◆ **To be done**
Reproduce the listing below word for word, leaving out the pictures.

* begin Information supplied *

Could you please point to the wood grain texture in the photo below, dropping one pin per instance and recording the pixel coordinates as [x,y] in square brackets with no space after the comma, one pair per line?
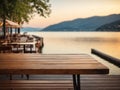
[88,82]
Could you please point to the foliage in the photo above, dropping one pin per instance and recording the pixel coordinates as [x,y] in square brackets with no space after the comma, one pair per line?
[22,10]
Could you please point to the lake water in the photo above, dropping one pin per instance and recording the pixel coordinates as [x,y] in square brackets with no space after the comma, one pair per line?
[83,42]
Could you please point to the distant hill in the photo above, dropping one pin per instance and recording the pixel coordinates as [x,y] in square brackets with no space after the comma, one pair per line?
[83,24]
[30,29]
[114,26]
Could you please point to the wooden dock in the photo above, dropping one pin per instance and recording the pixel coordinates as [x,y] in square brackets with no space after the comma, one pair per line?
[88,82]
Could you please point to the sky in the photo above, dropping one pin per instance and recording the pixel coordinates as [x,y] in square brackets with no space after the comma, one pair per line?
[64,10]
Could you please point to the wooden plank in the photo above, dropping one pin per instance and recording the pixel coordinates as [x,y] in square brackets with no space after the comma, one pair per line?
[50,64]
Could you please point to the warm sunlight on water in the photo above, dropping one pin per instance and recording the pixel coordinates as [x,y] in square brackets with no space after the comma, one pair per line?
[82,42]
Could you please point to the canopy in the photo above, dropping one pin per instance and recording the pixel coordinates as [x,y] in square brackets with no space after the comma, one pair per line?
[10,24]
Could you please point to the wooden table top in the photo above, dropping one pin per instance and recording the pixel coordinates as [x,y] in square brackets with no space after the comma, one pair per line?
[50,64]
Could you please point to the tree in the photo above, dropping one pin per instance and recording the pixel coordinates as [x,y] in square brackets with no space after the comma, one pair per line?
[22,10]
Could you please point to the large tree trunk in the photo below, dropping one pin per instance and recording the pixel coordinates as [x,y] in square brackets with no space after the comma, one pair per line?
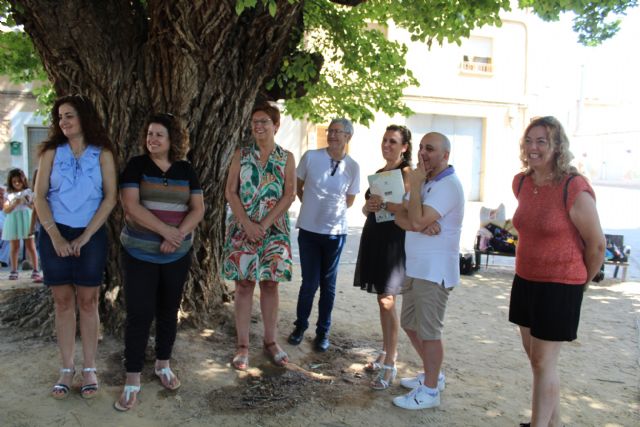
[195,59]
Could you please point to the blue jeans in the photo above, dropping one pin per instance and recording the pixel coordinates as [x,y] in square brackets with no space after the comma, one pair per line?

* end Information supplied *

◆ **Problem solution**
Could you please point to the wood grain texture in the photo below, dropping one pin per instance and recording the pixel coordinates as [x,y] in square brackets with no space after the comma, one pair per line?
[88,82]
Could you please point to the foliage in the photo above, dropping one pin per instance and recording the pixel coordinates as [x,y] in square brackets with no space after the comma, one pair per line?
[22,10]
Could you please point to the lake water in the photo above, dropping one pin per instance and recording the pixel coordinates as [x,y] in square brackets with no space after the comma, one pair per line?
[83,42]
Could you please point to the distant hill in the photo above, dropping one pin per instance and recording the pixel coordinates as [x,y] in square brackets with no space after the comma, one pair per line?
[83,24]
[30,29]
[114,26]
Could you please point to the wooden dock in the photo above, dropping one pin per instance and recording the pixel coordinates as [x,y] in square brackets with no space after the comma, one pair per line?
[88,82]
Could you please point to the sky in the photo above, dropping one pin per instance and recording the pixel coordinates as [x,y] in square brackets with no space after the comma, one pair per line?
[64,10]
Could you please point to the wooden plank in the photo above, dropping one pin per instance and recording the pixel coordinates as [x,y] in square brackets with no space after the comma, one pair per line?
[50,64]
Could you please point to the warm sunlight on water in the photo above, dropping one pin per instance and recording the pixel coordinates as [x,y] in square brackets with no space after the comma, one pair per line?
[82,42]
Could you please point to the canopy in the photo above, dropping one pin per instance and recording the pixel coordinates as [x,y] in square brackets with no space after the comma, one pair per line?
[10,24]
Could you please point to the wooden table top in the photo above, dropping one pin per instance and recording the pixel coordinates as [x,y] in square brackets with no space after the comma, one pair per line?
[50,64]
Could you please point to the tree in the photo above, dropping one pin per instance and recording the pixel coordinates as [x,y] in square brackets with no space after the comma, one pair per line?
[22,10]
Could you please point to the large tree trunk in the photo below, dropping one pin per instance and recording the pixel coordinates as [x,y] in square brackets with no space after the comma, one pair per line?
[195,59]
Could you please point to the blue jeans in the photo above, dropping one pin per instance and recording the pixel coordinates as [x,y] in square brackets with no space after the comma, one pair per line?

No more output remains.